===== Data

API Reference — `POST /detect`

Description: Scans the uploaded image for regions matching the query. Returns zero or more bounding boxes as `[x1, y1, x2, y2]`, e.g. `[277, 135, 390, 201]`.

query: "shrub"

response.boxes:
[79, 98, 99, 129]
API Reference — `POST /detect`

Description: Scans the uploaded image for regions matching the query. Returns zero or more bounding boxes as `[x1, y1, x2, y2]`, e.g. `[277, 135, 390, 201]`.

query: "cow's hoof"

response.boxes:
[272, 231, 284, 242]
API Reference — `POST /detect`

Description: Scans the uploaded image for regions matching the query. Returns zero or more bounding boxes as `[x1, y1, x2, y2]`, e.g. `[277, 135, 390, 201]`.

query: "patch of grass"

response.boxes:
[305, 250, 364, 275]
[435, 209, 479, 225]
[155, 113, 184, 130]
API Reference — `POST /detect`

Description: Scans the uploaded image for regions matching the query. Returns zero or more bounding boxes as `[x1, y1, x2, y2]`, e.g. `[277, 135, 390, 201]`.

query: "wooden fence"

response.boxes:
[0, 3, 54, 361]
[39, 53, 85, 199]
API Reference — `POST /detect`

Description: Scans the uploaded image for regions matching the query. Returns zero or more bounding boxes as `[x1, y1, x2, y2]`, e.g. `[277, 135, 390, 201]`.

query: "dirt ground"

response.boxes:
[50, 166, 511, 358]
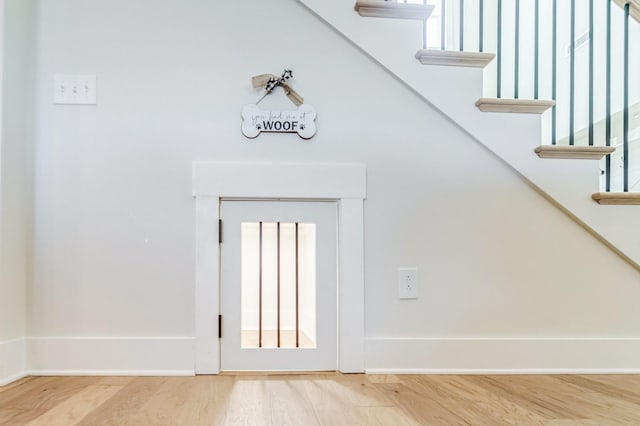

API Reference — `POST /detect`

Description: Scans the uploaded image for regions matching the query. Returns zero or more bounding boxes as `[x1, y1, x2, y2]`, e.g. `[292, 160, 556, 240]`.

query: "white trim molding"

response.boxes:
[192, 162, 367, 374]
[0, 338, 27, 386]
[27, 337, 195, 376]
[192, 162, 366, 199]
[365, 337, 640, 374]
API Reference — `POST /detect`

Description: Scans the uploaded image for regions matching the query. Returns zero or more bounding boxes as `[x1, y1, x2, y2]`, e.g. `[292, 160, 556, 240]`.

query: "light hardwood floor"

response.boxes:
[2, 374, 640, 425]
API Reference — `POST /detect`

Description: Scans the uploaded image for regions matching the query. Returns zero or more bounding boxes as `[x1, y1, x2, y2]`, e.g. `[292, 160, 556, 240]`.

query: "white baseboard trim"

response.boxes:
[366, 368, 640, 375]
[366, 337, 640, 374]
[0, 338, 27, 386]
[28, 337, 195, 375]
[0, 372, 29, 387]
[11, 336, 640, 379]
[28, 370, 194, 377]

==========

To do
All entries should be restated word for word; no images belong in the copy.

Response to the task
API Reference — `POST /detect`

Description: Scans the uploaded image for regions matching the query. Returns zero or more bounding boxes as `[x1, y1, x2, y2]`, e.g. `[277, 135, 390, 201]`.

query: "shrub"

response.boxes:
[79, 98, 99, 129]
API Reference — `POST /detect`

Description: Scans the uploaded image for regions matching the query. Returns zero or more bounding boxes as `[x1, y1, x2, y2]`, e.g. `[277, 135, 390, 201]`.

query: "cow's hoof"

response.boxes:
[272, 231, 284, 242]
API Reference — `POST /detect`

Description: Scans the uploaded image for regions matching the query. Returns zero or more bounding boxes as `[x1, y1, x2, y2]`, e.g. `[277, 135, 390, 201]`.

query: "patch of grass"

response.boxes:
[305, 250, 364, 275]
[435, 209, 479, 225]
[155, 113, 184, 130]
API Reference — `POST /detect`

Description: Scans the uploaded image for regions matching the query. Returns zero or more bounding boxes as `[x1, y1, x2, y2]`, e.g. `[277, 135, 390, 201]`.

query: "wooden fence"

response.boxes:
[0, 3, 54, 361]
[39, 53, 85, 199]
API Reference — `POST /detect`

Description: Scans the uploaded image for regions matching the query. Returns zero or more bounding boxes as `[x1, y1, x2, y2]`, e.g. `[277, 135, 390, 201]`.

query: "dirt ground"

response.boxes:
[50, 166, 511, 358]

API Reference — `POST /detect`

Description: Scans the uploaded image for regions matching the query. Returns zero or more bounding boxes as `[x1, y1, x2, y2]`, e.g. `[292, 160, 556, 240]`.

query: "white trim molding"

response.boxes:
[192, 162, 367, 374]
[0, 338, 27, 386]
[27, 337, 195, 376]
[192, 162, 366, 199]
[365, 337, 640, 374]
API Reference — `POST /detect`

Description: Scans the uploaded image for regions matching the query. Returns zero or more bounding boxes as `[x1, y1, x2, y2]`, e.g. `[292, 160, 556, 240]`.

query: "light hardwood floor"

response.boxes:
[2, 374, 640, 425]
API Reference — `POST /detect`

Description: Scans the uploaded image for regions matching the query. Returns zero or more bounding boxes as `[x1, y1, x2, y2]`, e.g. `[292, 160, 556, 240]`.

query: "white baseboard trim"

response.boxes:
[366, 368, 640, 375]
[366, 337, 640, 374]
[0, 338, 27, 386]
[28, 337, 195, 375]
[0, 372, 29, 387]
[11, 336, 640, 379]
[28, 370, 194, 377]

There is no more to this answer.